Given problem:
Pick out every line of the material below that contains the string "gray", and copy each one. Matching is case-sensitive.

[A data block]

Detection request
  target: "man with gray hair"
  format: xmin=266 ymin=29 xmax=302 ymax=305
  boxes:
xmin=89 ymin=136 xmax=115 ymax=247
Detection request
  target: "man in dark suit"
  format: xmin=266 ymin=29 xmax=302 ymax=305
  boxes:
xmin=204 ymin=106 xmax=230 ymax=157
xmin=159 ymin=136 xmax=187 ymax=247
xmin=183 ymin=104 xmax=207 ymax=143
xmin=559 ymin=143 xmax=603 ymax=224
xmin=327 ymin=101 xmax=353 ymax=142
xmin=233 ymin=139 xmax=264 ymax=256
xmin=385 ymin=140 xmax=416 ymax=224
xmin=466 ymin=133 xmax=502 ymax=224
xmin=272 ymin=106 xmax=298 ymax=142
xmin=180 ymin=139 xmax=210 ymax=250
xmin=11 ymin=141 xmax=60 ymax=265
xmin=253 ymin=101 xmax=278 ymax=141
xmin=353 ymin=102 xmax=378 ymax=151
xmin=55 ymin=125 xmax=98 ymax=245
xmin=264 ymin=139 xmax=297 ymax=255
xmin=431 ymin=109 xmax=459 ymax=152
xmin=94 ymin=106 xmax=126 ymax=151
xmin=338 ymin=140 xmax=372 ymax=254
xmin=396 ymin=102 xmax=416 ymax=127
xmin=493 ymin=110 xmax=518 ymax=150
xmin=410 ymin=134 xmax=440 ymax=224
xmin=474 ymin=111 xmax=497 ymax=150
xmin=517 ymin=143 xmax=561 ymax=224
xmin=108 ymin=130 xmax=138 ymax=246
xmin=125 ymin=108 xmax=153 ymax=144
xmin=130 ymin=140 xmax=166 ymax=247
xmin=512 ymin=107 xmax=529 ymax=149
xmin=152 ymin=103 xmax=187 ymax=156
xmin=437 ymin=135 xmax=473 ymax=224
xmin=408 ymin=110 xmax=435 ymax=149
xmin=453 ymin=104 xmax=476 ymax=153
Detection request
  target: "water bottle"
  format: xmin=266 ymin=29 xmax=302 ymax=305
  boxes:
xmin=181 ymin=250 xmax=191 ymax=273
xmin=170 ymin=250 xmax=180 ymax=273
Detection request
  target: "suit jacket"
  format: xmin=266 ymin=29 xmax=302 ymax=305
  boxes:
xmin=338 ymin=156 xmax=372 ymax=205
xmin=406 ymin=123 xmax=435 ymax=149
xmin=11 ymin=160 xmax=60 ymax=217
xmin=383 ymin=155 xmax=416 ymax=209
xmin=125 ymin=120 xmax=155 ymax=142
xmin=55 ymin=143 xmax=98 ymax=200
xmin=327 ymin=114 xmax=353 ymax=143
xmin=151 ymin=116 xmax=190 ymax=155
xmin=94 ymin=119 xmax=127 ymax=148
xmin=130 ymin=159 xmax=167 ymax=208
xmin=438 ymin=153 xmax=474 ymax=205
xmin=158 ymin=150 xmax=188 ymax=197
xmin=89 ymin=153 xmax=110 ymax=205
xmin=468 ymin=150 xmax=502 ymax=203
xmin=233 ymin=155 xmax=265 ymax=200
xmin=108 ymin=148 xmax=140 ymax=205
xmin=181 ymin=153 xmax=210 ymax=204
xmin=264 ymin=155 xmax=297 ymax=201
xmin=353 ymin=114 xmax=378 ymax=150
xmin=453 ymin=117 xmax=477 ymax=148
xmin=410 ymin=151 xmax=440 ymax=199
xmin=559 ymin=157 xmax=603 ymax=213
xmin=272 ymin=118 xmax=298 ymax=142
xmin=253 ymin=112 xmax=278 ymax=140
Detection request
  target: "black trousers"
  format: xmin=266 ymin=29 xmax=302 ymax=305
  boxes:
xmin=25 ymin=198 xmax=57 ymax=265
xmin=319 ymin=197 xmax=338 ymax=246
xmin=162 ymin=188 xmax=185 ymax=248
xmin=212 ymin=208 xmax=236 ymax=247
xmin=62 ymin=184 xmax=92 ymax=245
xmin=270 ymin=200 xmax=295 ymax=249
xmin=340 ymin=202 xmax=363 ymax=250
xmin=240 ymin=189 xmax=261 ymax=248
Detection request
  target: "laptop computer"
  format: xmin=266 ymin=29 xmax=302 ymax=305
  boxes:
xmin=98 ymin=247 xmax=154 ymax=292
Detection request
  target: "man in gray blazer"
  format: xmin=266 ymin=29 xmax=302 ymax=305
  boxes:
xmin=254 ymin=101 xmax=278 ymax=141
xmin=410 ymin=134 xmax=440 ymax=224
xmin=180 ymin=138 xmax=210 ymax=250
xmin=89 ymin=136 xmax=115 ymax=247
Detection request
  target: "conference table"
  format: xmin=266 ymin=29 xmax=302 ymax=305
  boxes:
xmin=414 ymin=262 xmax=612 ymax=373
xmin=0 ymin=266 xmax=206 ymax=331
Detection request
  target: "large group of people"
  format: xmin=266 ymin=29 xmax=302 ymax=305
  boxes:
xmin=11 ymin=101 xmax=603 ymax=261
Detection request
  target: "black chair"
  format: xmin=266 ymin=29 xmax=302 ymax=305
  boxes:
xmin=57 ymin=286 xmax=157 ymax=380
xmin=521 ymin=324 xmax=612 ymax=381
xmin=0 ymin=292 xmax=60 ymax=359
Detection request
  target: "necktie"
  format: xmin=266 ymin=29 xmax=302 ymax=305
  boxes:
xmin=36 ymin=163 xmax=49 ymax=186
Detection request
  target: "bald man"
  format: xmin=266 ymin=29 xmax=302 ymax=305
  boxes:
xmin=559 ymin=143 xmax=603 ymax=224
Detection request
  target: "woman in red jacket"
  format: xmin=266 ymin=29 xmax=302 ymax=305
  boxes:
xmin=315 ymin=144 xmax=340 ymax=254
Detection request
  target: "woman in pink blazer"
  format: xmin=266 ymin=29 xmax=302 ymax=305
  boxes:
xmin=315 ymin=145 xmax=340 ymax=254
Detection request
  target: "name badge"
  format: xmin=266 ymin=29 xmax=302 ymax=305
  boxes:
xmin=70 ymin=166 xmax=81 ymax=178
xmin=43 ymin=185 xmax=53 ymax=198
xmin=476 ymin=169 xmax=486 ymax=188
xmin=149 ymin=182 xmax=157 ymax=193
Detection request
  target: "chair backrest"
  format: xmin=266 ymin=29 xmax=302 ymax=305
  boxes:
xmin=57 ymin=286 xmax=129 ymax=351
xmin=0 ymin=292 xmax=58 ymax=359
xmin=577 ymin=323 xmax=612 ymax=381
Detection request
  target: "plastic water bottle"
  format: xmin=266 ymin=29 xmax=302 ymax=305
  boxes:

Result of this exercise:
  target: "man with gray hair"
  target: "man in gray blazer"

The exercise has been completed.